━━━━━ EXTRACT TO READ
An intelligent literature review tool that uses AI-powered embeddings to find the most relevant research papers based on your research interests.

These details have not been verified by PyPI

Project links

Homepage

Project description

SmartReview

SmartReview is an AI-powered literature review tool that uses OpenAI text embeddings to rank a large corpus of research papers by how closely they match a free-text description of your research interests.

Features

🔍 Semantic ranking – embed every paper (title + abstract) and your interest statement, then rank by cosine similarity.
📊 Flexible top-K selection – choose a fixed K or derive it automatically (e.g. top 20 % by similarity score).
💾 Multiple export formats – CSV, Excel (.xlsx), and BibTeX (.bib).
🗄️ Embedding cache – save / reload embeddings with pickle so you don't re-call the API on every run.
🔑 Safe API-key handling – reads OPENAI_API_KEY from the environment (or a .env file) and raises a clear error if it is missing.
━━━━━━━━━━
In the SmartReview description, what environment variable does the tool read the API key from? The data that comes next is separate from the SmartReview description.
━━━━━ MATERIAL PROVIDED
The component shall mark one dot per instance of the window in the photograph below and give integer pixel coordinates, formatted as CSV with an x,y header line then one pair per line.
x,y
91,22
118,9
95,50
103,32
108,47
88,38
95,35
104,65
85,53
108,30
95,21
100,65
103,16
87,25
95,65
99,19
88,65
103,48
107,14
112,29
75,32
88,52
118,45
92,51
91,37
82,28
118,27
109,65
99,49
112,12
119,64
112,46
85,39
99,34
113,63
━━━━━━━━━━
- **RESULT OF THIS EXERCISE**
OPENAI_API_KEY